§ **Goal**
How many lines in the entries below contain the string "ceiling"? Treat uppercase and lowercase as different, and reply with the number alone.

>> START Data for this exercise

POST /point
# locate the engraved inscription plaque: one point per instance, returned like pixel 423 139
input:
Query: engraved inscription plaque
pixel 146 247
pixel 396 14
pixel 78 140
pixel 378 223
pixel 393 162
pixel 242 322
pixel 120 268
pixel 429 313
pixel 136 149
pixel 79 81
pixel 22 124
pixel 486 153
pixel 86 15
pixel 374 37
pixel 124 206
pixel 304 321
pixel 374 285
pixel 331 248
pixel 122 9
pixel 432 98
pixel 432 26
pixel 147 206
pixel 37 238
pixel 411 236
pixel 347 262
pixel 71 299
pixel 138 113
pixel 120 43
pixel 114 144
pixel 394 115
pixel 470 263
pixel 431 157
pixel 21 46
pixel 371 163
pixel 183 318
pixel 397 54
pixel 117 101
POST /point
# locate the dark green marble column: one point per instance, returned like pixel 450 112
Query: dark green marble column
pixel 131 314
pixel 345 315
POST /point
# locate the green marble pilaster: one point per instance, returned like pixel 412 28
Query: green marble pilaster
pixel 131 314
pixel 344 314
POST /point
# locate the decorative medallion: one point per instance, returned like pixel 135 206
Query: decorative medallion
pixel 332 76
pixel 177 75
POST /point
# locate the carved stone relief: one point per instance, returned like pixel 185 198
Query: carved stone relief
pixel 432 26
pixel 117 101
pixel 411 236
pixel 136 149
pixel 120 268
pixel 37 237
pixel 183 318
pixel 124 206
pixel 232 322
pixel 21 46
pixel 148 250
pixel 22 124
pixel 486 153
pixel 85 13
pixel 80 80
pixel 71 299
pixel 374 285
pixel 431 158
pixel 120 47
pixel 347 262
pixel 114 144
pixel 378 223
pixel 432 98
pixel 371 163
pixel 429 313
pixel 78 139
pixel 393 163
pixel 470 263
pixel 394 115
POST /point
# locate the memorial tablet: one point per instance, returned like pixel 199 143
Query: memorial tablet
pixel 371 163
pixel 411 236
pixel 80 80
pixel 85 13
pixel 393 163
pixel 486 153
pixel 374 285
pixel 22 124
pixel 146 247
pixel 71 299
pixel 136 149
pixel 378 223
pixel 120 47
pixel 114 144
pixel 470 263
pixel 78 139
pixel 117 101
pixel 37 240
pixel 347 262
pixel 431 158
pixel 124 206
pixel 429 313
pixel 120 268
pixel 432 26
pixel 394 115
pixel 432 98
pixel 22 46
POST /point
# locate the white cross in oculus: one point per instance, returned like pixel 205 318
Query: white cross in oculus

>> END Data for this exercise
>> START Data for this exercise

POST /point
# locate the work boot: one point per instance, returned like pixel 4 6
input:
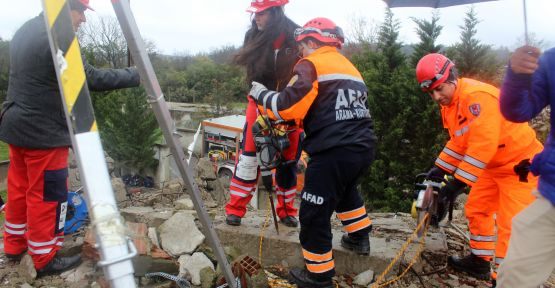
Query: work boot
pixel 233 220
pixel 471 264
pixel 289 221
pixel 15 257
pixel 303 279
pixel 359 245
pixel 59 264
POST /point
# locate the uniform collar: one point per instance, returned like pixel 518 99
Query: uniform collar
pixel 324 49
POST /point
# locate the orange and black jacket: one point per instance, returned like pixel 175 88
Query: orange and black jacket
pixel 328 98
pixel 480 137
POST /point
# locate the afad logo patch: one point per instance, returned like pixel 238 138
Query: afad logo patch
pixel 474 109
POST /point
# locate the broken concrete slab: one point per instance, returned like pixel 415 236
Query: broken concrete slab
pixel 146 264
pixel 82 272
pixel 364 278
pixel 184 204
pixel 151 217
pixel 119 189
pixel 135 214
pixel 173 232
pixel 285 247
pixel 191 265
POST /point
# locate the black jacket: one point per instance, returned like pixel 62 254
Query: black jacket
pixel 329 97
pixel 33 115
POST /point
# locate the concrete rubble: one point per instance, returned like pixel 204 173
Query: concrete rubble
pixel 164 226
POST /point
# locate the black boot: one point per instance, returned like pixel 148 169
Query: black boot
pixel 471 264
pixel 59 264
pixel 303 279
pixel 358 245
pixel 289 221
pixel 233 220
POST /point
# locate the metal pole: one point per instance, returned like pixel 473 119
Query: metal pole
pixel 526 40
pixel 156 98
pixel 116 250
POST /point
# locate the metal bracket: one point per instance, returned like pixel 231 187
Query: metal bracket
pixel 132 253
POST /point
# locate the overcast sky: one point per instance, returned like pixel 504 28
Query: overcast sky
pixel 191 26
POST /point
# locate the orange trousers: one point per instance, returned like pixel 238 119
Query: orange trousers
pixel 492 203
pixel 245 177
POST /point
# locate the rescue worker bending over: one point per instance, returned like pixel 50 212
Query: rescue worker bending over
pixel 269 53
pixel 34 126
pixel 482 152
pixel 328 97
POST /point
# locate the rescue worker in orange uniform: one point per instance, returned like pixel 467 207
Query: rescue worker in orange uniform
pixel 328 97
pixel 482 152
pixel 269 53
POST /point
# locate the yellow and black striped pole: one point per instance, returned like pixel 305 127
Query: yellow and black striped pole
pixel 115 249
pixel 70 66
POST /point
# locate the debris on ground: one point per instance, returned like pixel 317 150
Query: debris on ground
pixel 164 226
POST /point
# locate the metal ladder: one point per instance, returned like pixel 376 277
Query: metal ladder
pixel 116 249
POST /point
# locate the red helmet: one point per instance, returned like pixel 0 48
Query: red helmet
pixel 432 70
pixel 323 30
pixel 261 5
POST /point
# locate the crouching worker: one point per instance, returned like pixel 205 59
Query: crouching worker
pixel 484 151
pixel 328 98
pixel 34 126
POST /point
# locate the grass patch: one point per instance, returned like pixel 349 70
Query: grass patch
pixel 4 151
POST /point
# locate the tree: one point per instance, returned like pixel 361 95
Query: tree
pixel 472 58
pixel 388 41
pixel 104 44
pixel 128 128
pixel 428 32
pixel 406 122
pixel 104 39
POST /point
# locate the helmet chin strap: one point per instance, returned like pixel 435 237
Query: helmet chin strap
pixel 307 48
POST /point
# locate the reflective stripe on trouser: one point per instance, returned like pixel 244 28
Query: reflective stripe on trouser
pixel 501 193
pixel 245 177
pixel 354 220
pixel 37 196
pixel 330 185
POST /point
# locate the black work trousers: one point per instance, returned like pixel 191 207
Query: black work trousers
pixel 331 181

>> END Data for this exercise
>> START Data for this exercise

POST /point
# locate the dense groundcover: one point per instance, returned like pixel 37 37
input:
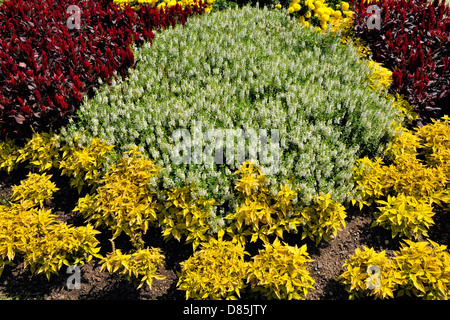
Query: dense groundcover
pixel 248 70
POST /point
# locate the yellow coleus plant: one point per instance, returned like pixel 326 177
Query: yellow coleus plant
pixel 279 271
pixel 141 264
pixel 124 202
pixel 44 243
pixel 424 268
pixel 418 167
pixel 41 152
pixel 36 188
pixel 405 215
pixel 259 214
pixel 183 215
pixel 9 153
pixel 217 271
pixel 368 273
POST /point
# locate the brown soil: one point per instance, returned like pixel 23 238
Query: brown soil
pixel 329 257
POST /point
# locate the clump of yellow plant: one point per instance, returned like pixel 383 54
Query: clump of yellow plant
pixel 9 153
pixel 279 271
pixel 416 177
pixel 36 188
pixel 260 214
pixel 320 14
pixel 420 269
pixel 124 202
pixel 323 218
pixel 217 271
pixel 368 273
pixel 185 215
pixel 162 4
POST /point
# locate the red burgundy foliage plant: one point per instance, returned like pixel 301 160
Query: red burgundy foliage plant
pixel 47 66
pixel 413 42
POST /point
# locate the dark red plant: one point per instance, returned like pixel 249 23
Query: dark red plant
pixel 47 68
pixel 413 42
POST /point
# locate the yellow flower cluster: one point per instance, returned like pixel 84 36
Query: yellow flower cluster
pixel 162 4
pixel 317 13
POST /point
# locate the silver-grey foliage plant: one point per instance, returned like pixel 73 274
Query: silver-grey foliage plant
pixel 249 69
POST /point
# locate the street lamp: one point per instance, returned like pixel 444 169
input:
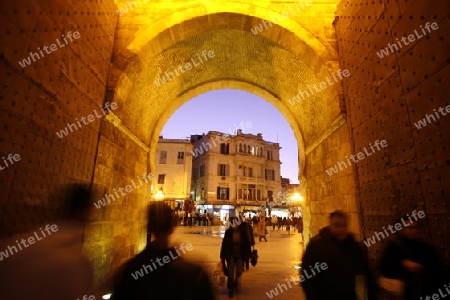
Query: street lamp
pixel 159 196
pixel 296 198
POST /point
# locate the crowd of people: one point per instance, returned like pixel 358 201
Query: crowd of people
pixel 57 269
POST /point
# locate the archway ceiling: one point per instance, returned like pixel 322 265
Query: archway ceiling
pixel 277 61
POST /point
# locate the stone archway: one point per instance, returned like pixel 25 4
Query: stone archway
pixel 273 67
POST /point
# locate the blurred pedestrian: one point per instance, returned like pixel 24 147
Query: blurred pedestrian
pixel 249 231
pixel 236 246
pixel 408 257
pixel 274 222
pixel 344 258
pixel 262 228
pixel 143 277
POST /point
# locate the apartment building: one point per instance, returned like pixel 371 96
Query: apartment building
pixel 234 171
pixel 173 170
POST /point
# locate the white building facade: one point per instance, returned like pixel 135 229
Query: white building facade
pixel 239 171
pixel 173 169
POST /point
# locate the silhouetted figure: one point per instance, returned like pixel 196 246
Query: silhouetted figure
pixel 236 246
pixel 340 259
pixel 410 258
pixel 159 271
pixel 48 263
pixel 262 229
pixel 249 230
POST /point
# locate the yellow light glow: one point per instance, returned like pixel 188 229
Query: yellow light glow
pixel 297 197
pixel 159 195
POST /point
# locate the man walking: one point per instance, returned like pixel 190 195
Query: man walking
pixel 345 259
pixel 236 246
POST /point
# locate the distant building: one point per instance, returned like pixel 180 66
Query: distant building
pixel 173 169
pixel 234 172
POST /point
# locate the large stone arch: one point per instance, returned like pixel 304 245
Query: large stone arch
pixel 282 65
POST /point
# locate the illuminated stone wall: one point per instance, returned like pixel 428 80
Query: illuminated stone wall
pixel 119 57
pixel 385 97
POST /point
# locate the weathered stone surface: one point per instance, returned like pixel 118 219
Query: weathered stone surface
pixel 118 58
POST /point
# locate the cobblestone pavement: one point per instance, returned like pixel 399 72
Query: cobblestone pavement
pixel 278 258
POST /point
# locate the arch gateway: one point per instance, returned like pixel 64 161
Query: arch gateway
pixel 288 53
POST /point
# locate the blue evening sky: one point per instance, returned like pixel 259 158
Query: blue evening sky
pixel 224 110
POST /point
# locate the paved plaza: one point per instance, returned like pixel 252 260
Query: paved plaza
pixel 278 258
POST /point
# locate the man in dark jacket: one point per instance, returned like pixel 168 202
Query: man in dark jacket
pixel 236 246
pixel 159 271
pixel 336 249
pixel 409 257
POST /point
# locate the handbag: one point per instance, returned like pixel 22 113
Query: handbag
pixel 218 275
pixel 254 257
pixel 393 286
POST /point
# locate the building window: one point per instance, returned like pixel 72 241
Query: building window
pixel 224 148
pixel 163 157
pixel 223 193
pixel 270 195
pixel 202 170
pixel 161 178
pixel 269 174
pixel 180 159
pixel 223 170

>> END Data for this exercise

§ **Reply**
2